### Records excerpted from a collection
______________________________

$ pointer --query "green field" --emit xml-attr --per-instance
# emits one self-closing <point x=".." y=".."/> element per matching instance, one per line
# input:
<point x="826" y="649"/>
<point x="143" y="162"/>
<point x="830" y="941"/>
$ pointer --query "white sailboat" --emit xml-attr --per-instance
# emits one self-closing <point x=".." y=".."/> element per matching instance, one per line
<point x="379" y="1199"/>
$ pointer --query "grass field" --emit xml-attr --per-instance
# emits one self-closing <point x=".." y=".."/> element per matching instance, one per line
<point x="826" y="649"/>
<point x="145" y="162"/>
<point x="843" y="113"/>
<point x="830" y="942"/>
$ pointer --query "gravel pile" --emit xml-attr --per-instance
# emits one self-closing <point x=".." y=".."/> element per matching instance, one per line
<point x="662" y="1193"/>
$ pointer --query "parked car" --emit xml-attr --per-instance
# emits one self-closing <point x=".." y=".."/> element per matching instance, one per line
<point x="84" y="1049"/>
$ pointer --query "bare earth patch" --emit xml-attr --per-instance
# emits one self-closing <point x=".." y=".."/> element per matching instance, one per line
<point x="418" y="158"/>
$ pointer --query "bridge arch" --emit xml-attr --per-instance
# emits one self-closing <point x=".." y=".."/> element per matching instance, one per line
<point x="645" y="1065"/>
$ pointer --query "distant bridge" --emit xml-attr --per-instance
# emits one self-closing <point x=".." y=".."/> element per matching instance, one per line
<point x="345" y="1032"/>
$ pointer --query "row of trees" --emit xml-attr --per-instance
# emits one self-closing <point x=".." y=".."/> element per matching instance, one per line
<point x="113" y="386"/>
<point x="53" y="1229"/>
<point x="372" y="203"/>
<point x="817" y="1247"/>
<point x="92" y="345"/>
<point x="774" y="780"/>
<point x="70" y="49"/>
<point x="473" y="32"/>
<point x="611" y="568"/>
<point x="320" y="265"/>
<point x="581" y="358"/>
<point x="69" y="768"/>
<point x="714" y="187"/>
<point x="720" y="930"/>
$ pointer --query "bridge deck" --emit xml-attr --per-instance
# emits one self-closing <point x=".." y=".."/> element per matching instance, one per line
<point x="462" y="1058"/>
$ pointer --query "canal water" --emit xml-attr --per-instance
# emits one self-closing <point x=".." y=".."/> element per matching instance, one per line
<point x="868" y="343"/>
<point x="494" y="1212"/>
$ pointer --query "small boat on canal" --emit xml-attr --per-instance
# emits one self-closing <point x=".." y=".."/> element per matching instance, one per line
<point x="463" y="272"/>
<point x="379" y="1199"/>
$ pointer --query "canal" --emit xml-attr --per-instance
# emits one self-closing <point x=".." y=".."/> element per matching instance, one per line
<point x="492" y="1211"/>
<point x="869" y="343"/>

______________________________

### The exercise
Retype the data exactly as given.

### Answer in full
$ pointer --query "green field" --emit xml-attr --per-instance
# emits one self-closing <point x=".." y=".."/> element per matching instance, one per line
# input:
<point x="826" y="649"/>
<point x="143" y="162"/>
<point x="830" y="941"/>
$ pointer --query "white sailboat" --emit xml-attr --per-instance
# emits one self-closing <point x=".." y=".."/> element per matching instance, one per line
<point x="379" y="1199"/>
$ pointer --query "grass field" --emit xml-attr --per-instance
# emits one self-closing <point x=".." y=".."/> element per matching instance, one per line
<point x="826" y="649"/>
<point x="145" y="162"/>
<point x="843" y="113"/>
<point x="830" y="942"/>
$ pointer --query "gravel pile" --emit xml-attr --per-instance
# emits one self-closing <point x=".." y=".."/> element per matching instance, one per line
<point x="662" y="1193"/>
$ pointer --query "parked car" --emit xml-attr --per-instance
# emits one self-closing <point x=".." y=".."/> element per matching instance, one per line
<point x="84" y="1049"/>
$ pointer --query "bare earth patch" --emit xml-attr --per-instance
# emits one self-closing <point x=".." y=".."/> element per matching instance, one per line
<point x="418" y="158"/>
$ pointer --query "bridge arch" --emit xml-attr --per-instance
# emits one self-closing <point x=".." y=".."/> element per matching instance, one per line
<point x="645" y="1065"/>
$ pointer --query "distant bridge" --emit xml-attr --per-instance
# emits one self-closing <point x=".." y=".."/> element per matching instance, one per line
<point x="345" y="1032"/>
$ pointer --query "row of trees" --emit xml-attr --per-instance
# emits one self-closing <point x=".." y=".."/> element per matching instance, one per line
<point x="113" y="386"/>
<point x="53" y="1229"/>
<point x="372" y="203"/>
<point x="817" y="1247"/>
<point x="92" y="345"/>
<point x="774" y="780"/>
<point x="70" y="49"/>
<point x="473" y="32"/>
<point x="611" y="568"/>
<point x="320" y="265"/>
<point x="581" y="358"/>
<point x="69" y="768"/>
<point x="714" y="187"/>
<point x="720" y="930"/>
$ pointer --query "bridge deck" --emit xml-attr --per-instance
# emits one self-closing <point x=".." y=".."/> element per matching instance, one per line
<point x="462" y="1058"/>
$ pointer --query "canal water" --emit xml-attr --per-instance
# emits one self-closing <point x=".." y=".."/> element per matching instance, one per line
<point x="868" y="343"/>
<point x="494" y="1212"/>
$ pointer --query "small boat on canal" --emit xml-attr --per-instance
# emits one self-closing <point x=".." y=".."/> element per matching instance, one per line
<point x="463" y="272"/>
<point x="379" y="1199"/>
$ pointer --query "canal" --emit xml-attr --per-instance
# emits one self-closing <point x=".." y=".."/> element per matching instance, one per line
<point x="492" y="1211"/>
<point x="869" y="343"/>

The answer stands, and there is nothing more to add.